Collected data entries:
+===+
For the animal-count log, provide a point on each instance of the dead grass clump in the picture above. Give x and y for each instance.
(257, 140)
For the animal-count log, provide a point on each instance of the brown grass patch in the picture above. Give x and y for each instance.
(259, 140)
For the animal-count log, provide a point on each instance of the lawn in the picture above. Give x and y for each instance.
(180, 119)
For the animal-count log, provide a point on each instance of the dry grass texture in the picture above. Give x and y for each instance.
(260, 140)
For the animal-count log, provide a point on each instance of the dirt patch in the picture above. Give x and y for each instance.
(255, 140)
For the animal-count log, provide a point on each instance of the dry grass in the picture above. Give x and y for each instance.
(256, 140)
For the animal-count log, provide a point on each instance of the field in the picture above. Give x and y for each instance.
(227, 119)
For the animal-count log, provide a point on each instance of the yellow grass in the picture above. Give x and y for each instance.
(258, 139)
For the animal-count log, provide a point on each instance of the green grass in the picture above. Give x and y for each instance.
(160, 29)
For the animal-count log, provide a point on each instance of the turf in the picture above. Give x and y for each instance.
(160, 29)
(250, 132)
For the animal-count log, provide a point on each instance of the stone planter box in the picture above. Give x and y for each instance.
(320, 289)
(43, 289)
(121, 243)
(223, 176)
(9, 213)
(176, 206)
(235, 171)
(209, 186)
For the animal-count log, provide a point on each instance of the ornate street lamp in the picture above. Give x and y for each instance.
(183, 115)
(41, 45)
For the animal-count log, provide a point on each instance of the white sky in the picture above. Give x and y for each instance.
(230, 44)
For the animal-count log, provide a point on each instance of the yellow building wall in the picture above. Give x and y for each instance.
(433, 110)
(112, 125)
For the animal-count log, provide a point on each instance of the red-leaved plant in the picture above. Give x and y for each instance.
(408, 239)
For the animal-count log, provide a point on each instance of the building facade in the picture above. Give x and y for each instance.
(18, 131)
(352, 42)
+===+
Restate the whole of the data exactly.

For the animal-count log, provide a point on each instance of the dead grass clump in the picture above. Give x and y for each instance.
(257, 140)
For the animal-count log, provide a point on each instance of the brown grass patch in the picture above. Give x and y for each instance.
(259, 140)
For the animal-count log, provide a point on each instance of the lawn in the picture above. Give x and y for each instance.
(180, 119)
For the animal-count log, provide a point on each instance of the dry grass texture in the picture above. Give x and y for each instance.
(260, 140)
For the animal-count log, provide a point on each instance of the dirt patch in the picture above. Give x and y for each instance.
(255, 140)
For the animal-count log, provide a point on each instance of the dry grass in the picture above. Give x and y for each instance.
(256, 140)
For the animal-count log, provide a point on each instance of the field in the picture above. Give x and y for each instance.
(227, 119)
For the animal-count log, provide a point on each instance of the yellow grass in the picture above. Give x and y for each instance.
(258, 139)
For the animal-count log, provide a point on each instance of the green grass in the picture above. Give x and y for each instance.
(160, 29)
For the animal-count log, provide a point on each instance of the turf in the picture above. Give x and y for each instance.
(160, 29)
(250, 132)
For the animal-count log, provide a point on each instance of the stone planter box in the picture above. Give x and y for each instance.
(320, 289)
(43, 289)
(121, 243)
(223, 176)
(9, 213)
(176, 206)
(235, 171)
(209, 186)
For the animal-count log, provide a point on each instance of the ornate street lamp in the picture above. Give x and y for each instance.
(183, 115)
(41, 45)
For the animal-count log, provide a point on each instance of the white sky in the picture above. Give x and y for each instance.
(230, 44)
For the animal-count log, provide a point on each instance of the yellow building wall in the picture above. Give x and y for each instance.
(433, 110)
(112, 125)
For the animal-count log, provide a point on each instance of the red-leaved plant in the picture above. Give x and y for each instance.
(408, 239)
For the animal-count log, provide a point on each instance of the building facade in the picture above. Give x and y for each instance.
(18, 131)
(352, 42)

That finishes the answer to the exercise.